** Opening Source data block **

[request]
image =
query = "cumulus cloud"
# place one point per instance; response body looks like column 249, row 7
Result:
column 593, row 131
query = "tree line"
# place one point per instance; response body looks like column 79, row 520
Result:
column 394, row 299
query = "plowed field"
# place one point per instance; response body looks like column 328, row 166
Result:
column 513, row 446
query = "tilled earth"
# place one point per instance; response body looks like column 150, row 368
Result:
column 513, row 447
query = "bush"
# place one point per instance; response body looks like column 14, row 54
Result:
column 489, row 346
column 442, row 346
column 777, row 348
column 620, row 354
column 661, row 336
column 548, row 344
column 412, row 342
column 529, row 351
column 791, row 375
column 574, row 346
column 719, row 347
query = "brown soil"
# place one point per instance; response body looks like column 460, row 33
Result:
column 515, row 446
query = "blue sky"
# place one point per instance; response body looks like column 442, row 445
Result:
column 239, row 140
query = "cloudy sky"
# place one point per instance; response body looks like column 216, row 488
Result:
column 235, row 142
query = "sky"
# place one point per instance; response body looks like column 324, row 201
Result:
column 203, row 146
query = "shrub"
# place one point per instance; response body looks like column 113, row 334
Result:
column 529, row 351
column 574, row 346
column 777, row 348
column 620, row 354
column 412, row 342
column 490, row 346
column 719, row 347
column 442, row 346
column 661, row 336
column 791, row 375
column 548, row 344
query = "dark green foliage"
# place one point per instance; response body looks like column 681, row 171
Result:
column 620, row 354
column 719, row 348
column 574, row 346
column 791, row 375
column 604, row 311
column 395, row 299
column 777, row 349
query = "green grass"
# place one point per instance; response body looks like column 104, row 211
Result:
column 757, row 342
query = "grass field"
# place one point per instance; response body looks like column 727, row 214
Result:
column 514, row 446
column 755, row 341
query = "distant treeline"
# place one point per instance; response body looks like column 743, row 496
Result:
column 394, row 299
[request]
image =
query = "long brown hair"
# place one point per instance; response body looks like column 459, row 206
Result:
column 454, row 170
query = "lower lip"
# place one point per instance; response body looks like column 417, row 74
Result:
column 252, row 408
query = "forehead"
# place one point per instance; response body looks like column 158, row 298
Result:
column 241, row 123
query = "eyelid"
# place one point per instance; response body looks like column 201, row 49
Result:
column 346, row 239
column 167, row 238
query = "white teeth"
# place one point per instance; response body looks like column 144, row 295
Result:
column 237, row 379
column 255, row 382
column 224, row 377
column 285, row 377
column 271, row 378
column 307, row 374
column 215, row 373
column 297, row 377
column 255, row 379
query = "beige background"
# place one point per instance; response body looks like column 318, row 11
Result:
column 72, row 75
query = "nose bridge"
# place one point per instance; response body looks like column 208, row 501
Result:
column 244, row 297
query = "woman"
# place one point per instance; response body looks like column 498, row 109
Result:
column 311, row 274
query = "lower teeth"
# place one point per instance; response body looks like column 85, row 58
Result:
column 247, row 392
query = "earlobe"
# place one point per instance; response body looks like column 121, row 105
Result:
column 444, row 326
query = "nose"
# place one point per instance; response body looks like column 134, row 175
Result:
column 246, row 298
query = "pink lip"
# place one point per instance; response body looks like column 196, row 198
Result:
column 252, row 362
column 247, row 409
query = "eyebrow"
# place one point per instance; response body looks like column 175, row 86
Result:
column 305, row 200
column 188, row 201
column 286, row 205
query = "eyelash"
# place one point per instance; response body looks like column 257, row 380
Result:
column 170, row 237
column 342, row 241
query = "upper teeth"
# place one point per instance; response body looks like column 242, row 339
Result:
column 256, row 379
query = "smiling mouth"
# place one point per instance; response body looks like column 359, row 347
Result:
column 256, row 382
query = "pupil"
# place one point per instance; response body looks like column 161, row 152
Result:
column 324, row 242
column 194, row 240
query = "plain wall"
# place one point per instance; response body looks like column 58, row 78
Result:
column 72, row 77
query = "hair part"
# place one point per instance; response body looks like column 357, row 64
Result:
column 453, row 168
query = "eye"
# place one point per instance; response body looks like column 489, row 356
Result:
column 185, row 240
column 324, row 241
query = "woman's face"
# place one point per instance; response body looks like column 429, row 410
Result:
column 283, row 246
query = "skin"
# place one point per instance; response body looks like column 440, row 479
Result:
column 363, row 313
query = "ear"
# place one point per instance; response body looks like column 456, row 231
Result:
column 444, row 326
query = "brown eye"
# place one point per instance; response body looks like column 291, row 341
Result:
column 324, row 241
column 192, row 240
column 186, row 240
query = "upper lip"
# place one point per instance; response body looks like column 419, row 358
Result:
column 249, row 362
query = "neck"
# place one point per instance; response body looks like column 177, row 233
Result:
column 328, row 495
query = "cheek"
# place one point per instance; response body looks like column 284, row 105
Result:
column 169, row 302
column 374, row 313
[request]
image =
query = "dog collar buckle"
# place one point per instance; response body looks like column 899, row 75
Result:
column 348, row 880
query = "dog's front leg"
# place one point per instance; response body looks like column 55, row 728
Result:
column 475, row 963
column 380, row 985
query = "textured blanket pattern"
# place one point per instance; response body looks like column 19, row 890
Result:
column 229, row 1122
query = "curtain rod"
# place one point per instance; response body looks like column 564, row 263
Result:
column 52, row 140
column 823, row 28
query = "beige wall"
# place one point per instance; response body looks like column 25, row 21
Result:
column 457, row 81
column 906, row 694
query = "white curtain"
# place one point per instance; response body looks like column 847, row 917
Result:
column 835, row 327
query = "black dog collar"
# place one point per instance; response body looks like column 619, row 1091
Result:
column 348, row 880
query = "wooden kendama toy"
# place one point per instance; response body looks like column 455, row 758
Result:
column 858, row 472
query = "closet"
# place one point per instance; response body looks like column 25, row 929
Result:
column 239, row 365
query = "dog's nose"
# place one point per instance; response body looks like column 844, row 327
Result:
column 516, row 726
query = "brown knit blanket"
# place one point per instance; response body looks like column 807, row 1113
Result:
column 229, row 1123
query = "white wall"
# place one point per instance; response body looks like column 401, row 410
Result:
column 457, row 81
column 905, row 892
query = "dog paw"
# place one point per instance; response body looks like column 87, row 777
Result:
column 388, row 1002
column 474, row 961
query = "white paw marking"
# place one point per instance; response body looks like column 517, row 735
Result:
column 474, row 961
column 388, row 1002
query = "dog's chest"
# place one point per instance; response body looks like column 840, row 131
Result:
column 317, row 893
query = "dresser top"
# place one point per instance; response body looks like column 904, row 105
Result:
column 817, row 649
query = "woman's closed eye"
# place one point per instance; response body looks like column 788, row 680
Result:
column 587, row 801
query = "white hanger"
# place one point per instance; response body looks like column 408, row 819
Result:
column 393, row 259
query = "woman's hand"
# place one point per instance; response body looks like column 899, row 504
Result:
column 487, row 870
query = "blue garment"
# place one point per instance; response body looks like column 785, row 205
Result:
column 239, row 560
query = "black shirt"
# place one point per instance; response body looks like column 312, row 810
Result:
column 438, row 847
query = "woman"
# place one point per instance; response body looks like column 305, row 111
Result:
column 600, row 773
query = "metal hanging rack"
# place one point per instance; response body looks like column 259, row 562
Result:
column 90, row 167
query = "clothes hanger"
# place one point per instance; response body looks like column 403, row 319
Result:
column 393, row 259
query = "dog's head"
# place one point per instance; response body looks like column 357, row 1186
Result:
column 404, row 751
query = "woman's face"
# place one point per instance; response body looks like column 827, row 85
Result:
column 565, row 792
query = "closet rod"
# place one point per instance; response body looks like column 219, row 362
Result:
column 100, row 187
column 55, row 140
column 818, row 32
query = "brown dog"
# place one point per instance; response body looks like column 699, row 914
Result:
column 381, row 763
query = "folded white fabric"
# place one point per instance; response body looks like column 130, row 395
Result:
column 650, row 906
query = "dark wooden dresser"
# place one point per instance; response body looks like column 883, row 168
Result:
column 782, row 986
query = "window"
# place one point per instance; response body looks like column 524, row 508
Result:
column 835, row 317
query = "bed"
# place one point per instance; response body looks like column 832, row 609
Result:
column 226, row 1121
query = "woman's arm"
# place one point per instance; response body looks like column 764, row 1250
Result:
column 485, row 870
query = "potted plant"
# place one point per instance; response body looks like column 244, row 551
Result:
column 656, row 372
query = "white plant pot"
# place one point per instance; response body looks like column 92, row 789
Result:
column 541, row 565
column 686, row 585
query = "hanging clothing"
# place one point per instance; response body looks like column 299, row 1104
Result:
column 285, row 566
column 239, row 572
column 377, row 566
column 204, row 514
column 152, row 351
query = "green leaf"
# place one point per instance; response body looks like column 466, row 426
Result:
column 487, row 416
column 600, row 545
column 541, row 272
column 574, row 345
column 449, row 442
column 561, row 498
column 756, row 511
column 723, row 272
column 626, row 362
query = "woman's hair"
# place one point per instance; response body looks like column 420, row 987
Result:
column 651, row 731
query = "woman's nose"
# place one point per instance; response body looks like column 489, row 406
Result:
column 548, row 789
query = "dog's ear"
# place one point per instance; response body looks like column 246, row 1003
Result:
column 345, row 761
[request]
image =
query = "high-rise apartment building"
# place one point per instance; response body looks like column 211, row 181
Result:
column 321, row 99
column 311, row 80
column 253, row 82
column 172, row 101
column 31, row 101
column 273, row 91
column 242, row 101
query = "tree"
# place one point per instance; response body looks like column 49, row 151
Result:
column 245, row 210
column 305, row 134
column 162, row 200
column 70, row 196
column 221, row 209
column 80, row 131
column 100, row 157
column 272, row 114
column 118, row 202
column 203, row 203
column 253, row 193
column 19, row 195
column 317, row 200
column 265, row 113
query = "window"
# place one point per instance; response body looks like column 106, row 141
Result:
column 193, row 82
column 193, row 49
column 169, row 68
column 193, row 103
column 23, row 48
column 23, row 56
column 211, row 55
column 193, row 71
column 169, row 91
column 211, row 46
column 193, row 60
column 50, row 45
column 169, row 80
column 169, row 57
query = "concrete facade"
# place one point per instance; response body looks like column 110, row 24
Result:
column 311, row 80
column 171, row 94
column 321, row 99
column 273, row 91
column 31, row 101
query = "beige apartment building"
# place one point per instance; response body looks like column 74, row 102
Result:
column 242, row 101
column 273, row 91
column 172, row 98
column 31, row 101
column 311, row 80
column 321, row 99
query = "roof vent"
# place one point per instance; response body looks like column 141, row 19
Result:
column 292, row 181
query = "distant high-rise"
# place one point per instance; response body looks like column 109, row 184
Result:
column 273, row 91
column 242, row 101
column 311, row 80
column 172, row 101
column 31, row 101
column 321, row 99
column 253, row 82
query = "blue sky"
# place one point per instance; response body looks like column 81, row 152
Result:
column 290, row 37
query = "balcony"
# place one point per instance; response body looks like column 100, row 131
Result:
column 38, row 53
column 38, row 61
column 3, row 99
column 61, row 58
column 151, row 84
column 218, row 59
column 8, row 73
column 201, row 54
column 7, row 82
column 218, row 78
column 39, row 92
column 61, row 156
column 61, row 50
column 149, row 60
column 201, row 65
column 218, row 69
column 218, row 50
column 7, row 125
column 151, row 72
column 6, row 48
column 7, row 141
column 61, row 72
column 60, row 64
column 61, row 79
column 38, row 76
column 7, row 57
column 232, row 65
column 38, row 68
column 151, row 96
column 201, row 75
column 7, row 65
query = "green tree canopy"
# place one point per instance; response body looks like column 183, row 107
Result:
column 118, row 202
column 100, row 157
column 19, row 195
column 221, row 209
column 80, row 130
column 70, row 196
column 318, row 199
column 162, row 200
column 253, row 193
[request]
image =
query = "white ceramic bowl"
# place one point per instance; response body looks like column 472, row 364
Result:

** Closing Source data block **

> Problem to solve
Filter these records, keeping every line where the word "apartment" occurs.

> Expected output
query = "high-rise apartment building"
query = "beige apartment building"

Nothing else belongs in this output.